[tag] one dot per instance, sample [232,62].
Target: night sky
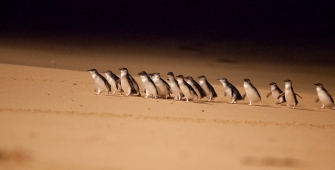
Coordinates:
[275,20]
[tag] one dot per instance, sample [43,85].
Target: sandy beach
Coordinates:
[51,119]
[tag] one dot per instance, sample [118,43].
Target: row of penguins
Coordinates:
[186,88]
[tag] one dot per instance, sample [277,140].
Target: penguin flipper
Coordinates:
[298,95]
[243,96]
[280,95]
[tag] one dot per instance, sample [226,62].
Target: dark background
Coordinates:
[299,23]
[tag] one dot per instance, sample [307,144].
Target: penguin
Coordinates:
[174,86]
[186,89]
[290,95]
[128,83]
[162,86]
[251,92]
[100,83]
[323,95]
[208,88]
[149,87]
[113,80]
[231,90]
[276,91]
[197,88]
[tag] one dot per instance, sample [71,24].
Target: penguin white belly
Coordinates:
[112,83]
[324,98]
[150,89]
[275,95]
[229,92]
[125,86]
[205,88]
[186,91]
[175,89]
[289,96]
[162,89]
[100,84]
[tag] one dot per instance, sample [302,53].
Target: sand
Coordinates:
[50,119]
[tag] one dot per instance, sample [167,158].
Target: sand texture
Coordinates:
[51,119]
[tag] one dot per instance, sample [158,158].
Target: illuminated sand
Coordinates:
[50,119]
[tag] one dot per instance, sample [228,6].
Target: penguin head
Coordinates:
[202,79]
[155,76]
[246,80]
[124,71]
[188,78]
[108,72]
[288,83]
[142,73]
[170,73]
[180,78]
[93,71]
[318,85]
[223,80]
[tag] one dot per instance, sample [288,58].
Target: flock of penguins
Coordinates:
[186,88]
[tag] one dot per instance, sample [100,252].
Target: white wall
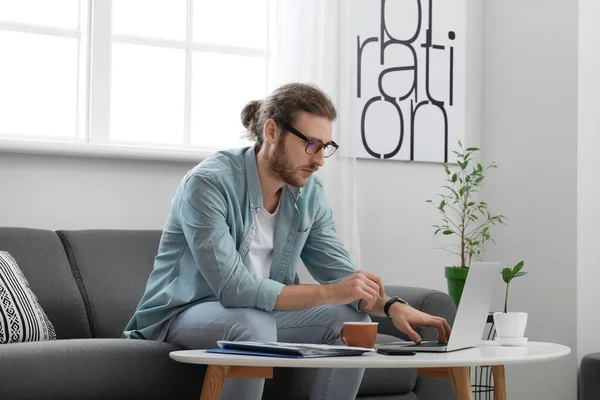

Set exercise>
Format the lines above as a numbered list, omitting blank lines and leaving out the pictures.

Correct answer>
1. [tag] one dot per instance, sample [232,62].
2. Target: night sky
3. Coordinates:
4. [275,20]
5. [tag] one dot per instance, sample [43,85].
6. Target: sandy beach
7. Coordinates:
8. [51,119]
9. [tag] one dot per instance, sample [118,43].
10. Target: row of penguins
11. Coordinates:
12. [186,88]
13. [tag] one dot per instance, sample [277,140].
14. Target: penguin flipper
15. Coordinates:
16. [298,95]
17. [243,96]
18. [280,95]
19. [tag] one dot per instance, sample [226,62].
20. Target: dark background
21. Coordinates:
22. [299,23]
23. [tag] one dot per instance, sample [307,144].
24. Target: penguin
25. Coordinates:
26. [174,86]
27. [186,89]
28. [290,95]
29. [128,83]
30. [162,86]
31. [251,92]
32. [100,83]
33. [323,95]
34. [208,88]
35. [149,87]
36. [113,80]
37. [231,90]
38. [276,91]
39. [197,88]
40. [tag] one dot per instance, sample [71,24].
41. Target: penguin white belly
42. Coordinates:
43. [112,83]
44. [324,98]
45. [150,89]
46. [275,95]
47. [229,92]
48. [125,86]
49. [205,88]
50. [186,91]
51. [175,89]
52. [289,96]
53. [162,89]
54. [100,84]
55. [tag] one dot per instance, sample [302,53].
56. Target: sand
57. Coordinates:
58. [50,119]
59. [tag] one dot per instance, sample [167,158].
60. Target: sand texture
61. Coordinates:
62. [51,119]
63. [tag] one dot per instance, sample [158,158].
64. Target: illuminated sand
65. Coordinates:
66. [50,119]
67. [tag] one dot per instance, sample [228,6].
68. Target: penguin head
69. Coordinates:
70. [202,79]
71. [155,76]
72. [246,80]
73. [124,71]
74. [188,78]
75. [108,72]
76. [288,83]
77. [142,73]
78. [170,73]
79. [180,78]
80. [93,71]
81. [318,85]
82. [223,80]
83. [tag] one dot per instance, sample [288,58].
84. Target: flock of penguins
85. Coordinates:
86. [186,88]
87. [tag] one dot per instance, sample [100,252].
88. Target: white wall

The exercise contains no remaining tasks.